◆ Problem statement: Repeat the data verbatim.

※ ※ ※

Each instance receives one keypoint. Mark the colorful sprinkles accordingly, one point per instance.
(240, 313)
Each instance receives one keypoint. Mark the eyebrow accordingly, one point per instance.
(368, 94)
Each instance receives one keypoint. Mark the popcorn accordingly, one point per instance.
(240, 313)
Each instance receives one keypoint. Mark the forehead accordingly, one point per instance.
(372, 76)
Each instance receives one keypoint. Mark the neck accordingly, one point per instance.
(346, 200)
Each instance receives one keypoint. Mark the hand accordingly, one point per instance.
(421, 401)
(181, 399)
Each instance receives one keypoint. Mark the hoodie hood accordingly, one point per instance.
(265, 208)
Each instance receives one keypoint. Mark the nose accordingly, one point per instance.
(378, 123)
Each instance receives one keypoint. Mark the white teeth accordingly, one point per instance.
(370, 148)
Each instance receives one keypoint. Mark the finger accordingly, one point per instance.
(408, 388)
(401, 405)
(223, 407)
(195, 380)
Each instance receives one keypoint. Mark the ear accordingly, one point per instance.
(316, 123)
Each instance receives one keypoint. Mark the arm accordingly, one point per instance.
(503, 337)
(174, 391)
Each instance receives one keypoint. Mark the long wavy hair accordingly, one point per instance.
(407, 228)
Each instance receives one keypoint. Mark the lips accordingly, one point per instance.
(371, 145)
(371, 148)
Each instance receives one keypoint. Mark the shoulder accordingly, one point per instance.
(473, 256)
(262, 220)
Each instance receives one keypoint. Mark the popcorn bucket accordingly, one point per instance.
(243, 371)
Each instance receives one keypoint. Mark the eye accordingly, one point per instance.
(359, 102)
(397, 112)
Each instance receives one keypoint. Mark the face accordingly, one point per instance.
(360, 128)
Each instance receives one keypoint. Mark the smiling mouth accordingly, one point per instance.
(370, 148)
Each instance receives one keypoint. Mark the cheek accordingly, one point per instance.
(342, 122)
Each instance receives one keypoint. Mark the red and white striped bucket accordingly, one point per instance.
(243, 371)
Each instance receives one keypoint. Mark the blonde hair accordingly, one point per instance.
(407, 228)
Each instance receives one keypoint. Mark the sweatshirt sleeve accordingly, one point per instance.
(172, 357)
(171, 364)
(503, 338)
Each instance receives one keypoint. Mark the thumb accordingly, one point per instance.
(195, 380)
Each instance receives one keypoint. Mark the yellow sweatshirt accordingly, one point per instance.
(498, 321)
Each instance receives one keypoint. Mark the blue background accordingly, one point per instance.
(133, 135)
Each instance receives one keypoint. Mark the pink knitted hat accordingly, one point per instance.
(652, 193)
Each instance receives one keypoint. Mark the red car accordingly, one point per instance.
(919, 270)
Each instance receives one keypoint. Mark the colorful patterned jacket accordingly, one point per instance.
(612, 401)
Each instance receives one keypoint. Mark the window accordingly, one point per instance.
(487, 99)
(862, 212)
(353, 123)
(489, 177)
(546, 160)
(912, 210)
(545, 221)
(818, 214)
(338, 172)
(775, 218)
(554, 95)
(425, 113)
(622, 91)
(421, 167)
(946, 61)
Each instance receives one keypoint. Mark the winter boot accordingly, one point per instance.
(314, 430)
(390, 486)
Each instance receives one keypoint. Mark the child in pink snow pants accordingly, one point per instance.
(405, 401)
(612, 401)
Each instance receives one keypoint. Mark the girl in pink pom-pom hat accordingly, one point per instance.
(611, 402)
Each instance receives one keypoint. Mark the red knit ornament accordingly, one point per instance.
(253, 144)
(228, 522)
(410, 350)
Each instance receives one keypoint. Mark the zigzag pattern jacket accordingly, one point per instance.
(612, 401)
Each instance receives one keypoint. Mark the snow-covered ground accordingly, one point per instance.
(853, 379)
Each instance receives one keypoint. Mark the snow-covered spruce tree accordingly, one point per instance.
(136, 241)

※ ※ ※

◆ Exercise output:
Each instance receives one keypoint. Mark the colorful sprinkles accordingly, one point per instance.
(240, 313)
Each instance receives one keypoint. Mark the eyebrow accordingly, one point per instance.
(368, 94)
Each instance receives one keypoint. Mark the popcorn accordingly, one point per instance.
(240, 313)
Each instance receives one keypoint. Mark the forehead accordingly, one point per instance.
(372, 76)
Each instance receives one keypoint. Mark the neck accordingly, one point per instance.
(346, 200)
Each instance receives one keypoint. Mark the hand accordingly, one point per instance.
(421, 401)
(181, 399)
Each instance receives one keypoint. Mark the hoodie hood accordingly, one point per instance.
(265, 208)
Each instance receives one keypoint. Mark the nose accordingly, one point per instance.
(378, 123)
Each instance receives one keypoint. Mark the white teeth accordingly, one point per instance.
(370, 148)
Each instance receives one keypoint. Mark the finger accordingly, one point per instance.
(408, 388)
(401, 405)
(223, 407)
(195, 380)
Each instance receives one keypoint. Mark the ear accordingly, one point per instance.
(316, 123)
Each instance receives one keypoint. Mark the arm accordingly, one point per instance.
(503, 337)
(174, 391)
Each instance receives one keypoint. Mark the long wavy hair accordingly, one point per instance.
(407, 228)
Each instance receives one keypoint. Mark the lips accordingly, one point per instance.
(371, 145)
(371, 148)
Each instance receives one keypoint. Mark the shoulder accordingly, one point per instance.
(473, 256)
(262, 220)
Each instance receives one keypoint. Mark the popcorn bucket accordingly, one point per instance.
(243, 371)
Each instance receives one keypoint. Mark the eye accordingly, one point per instance.
(359, 102)
(397, 112)
Each instance receives one keypoint. Mark the face accordingly, one point per instance.
(360, 128)
Each instance receives one keypoint. Mark the smiling mouth accordingly, one point per instance.
(370, 148)
Each instance receives one keypoint. Mark the cheek accordingly, one point per instance.
(342, 122)
Each instance receives one keypoint. Mark the red and white striped bucket accordingly, one point per instance.
(243, 371)
Each instance receives one keypoint. Mark the blonde hair accordingly, one point per instance.
(407, 228)
Each instance receives one keypoint. Mark the sweatshirt sleeve accordingly, one point per instance.
(172, 357)
(171, 364)
(503, 338)
Each instance receives one keypoint. Mark the thumb accordingly, one point per instance.
(195, 380)
Each instance receives one keypoint. Mark the yellow sweatshirt accordingly, one point per instance.
(498, 321)
Each instance receives one keypoint. Mark the blue background accordingly, one point per instance.
(133, 135)
Each instance receives one keypoint. Mark the pink knitted hat accordingly, one point per instance.
(652, 193)
Each instance receives one keypoint. Mark the red car accordingly, one point per instance.
(919, 270)
Each instance receives one keypoint. Mark the colorful patterned jacket accordingly, one point per instance.
(612, 401)
Each instance receives one keypoint. Mark the window accordingly, one point per instance.
(487, 99)
(862, 212)
(353, 123)
(489, 177)
(546, 160)
(912, 210)
(545, 221)
(818, 214)
(338, 172)
(775, 218)
(554, 95)
(425, 113)
(622, 91)
(421, 167)
(946, 61)
Each instance receives one keypoint. Mark the winter boot accordingly, one point per instance.
(314, 430)
(390, 486)
Each instance receives one keypoint. Mark the child in pink snow pants accordingly, one point per instance.
(405, 401)
(612, 401)
Each instance receives one keypoint. Mark the girl in pink pom-pom hat accordingly, one point per instance.
(611, 402)
Each instance receives one keypoint. Mark the red knit ornament accordingly, one point per instance.
(253, 144)
(228, 522)
(410, 350)
Each instance receives one keypoint. Mark the zigzag pattern jacket accordingly, one point per instance.
(612, 401)
Each instance receives one keypoint. Mark the snow-covered ground accordingly, one point per instance.
(853, 379)
Each instance receives one keypoint. Mark the snow-covered spruce tree accordingly, one point per instance.
(136, 241)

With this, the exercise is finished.